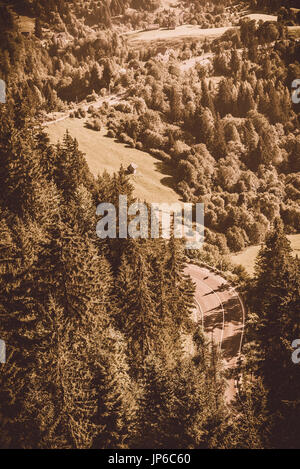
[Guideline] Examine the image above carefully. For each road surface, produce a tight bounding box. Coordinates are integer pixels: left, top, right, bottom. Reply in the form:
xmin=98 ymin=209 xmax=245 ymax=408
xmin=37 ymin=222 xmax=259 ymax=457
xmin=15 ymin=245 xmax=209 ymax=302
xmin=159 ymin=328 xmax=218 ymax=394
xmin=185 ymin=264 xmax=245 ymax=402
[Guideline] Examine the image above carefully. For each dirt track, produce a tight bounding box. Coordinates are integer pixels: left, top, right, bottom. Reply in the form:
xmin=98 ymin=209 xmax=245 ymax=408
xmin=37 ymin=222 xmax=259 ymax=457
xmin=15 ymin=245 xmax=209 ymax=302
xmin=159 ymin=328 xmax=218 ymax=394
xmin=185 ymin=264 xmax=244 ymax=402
---
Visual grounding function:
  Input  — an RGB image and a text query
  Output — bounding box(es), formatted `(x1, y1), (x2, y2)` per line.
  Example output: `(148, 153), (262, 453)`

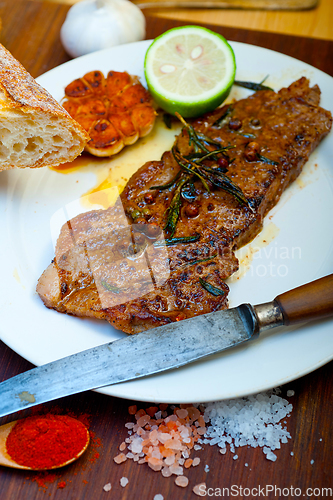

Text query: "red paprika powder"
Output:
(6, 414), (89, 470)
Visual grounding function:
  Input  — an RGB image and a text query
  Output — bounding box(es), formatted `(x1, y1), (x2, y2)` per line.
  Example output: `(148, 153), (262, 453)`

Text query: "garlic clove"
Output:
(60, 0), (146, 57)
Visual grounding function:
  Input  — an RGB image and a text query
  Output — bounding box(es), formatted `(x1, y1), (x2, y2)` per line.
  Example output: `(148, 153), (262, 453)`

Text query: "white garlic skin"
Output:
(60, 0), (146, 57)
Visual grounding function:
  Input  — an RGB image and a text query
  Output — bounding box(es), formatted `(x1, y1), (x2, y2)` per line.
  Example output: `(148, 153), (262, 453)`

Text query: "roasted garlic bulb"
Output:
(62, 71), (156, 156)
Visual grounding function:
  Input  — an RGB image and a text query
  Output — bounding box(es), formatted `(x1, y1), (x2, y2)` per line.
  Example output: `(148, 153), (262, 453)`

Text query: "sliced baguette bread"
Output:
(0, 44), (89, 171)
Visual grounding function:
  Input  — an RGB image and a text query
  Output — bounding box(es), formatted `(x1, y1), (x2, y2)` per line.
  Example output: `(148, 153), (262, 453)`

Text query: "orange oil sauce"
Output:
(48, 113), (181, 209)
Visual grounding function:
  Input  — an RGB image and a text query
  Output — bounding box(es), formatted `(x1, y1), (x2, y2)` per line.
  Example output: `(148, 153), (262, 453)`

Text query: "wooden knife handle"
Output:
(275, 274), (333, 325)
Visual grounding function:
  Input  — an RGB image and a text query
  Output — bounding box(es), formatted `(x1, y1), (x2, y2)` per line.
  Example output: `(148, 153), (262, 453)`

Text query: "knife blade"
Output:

◆ **Task prompt**
Please list each line in the items above that contains the word "integer".

◆ **Exercise output**
[Guideline] Examine the image above carefully. For each road surface, produce a tight bounding box. Coordinates are integer pixels: left, top, right, bottom. Reply in the form:
[Guideline] Examine the image above carefully. For each dirt track, produce a tight bounding box. Coordinates are integer pixels: left, top, right, bottom. Reply in the form:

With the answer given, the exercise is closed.